Work instructions: Keep the images out and set the listing below down word for word.

The records:

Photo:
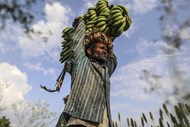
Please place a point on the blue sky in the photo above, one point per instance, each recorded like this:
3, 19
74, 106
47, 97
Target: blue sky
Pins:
26, 63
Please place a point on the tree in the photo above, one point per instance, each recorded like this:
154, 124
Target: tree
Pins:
4, 122
33, 115
172, 28
17, 11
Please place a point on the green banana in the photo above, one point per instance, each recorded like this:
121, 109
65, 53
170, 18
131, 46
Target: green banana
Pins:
121, 28
65, 56
91, 8
101, 5
101, 19
101, 9
106, 30
65, 31
102, 2
104, 14
89, 26
112, 12
91, 12
116, 15
116, 24
106, 10
125, 11
90, 22
103, 27
117, 8
117, 19
92, 16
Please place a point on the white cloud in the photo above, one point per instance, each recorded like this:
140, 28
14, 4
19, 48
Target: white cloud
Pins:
185, 33
38, 67
17, 85
49, 30
157, 70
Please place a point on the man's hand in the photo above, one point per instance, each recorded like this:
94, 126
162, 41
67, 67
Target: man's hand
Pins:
65, 99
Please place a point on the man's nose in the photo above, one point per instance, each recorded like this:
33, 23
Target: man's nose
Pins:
104, 51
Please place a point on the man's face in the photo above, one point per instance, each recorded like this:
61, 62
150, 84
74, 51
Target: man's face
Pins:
100, 52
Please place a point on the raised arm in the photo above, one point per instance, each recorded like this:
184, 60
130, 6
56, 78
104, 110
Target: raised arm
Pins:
111, 62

Answer space:
Photo:
Please place a point on the blue sky in the photo above, one point per instance, each recorded like this:
3, 19
74, 106
47, 97
Target: blue sky
Pins:
26, 63
Please place a point on the tree in the photo above, one point per instance, each recorded like this:
154, 124
Target: tree
Pins:
4, 122
33, 115
172, 28
17, 11
Please place a point on the green banana in the photo above, one point per instance, each recorded like this:
121, 109
65, 53
170, 18
131, 46
Target: green banana
Pins:
121, 28
65, 56
91, 8
101, 5
101, 19
101, 9
106, 30
65, 31
102, 2
104, 14
89, 26
112, 12
91, 12
116, 15
116, 24
106, 10
125, 11
90, 22
103, 27
117, 8
117, 19
92, 16
Please place a point on the white cloud in the photo above, one point per instance, each recorded like this:
140, 28
14, 4
19, 48
Target: white cloud
Pins:
185, 33
38, 67
17, 85
49, 30
157, 70
Please place a point on the man's hand in the photo above, one point per instance, each recorded like this:
94, 126
162, 41
67, 67
Target: man's hand
Pins:
65, 99
Please place a point on the man's nose in the photo above, one point per instance, each recorded like this:
33, 23
Target: man's nose
Pins:
104, 51
Please place a point on the man's face in the photo above, one point per instance, each recorded like this:
61, 62
150, 84
74, 51
Target: man's face
Pins:
100, 52
Please place a point on the raised arm in the photo above, one point per instance, each recorded like this:
184, 60
130, 6
56, 78
104, 110
Target: raised arm
Pins:
111, 62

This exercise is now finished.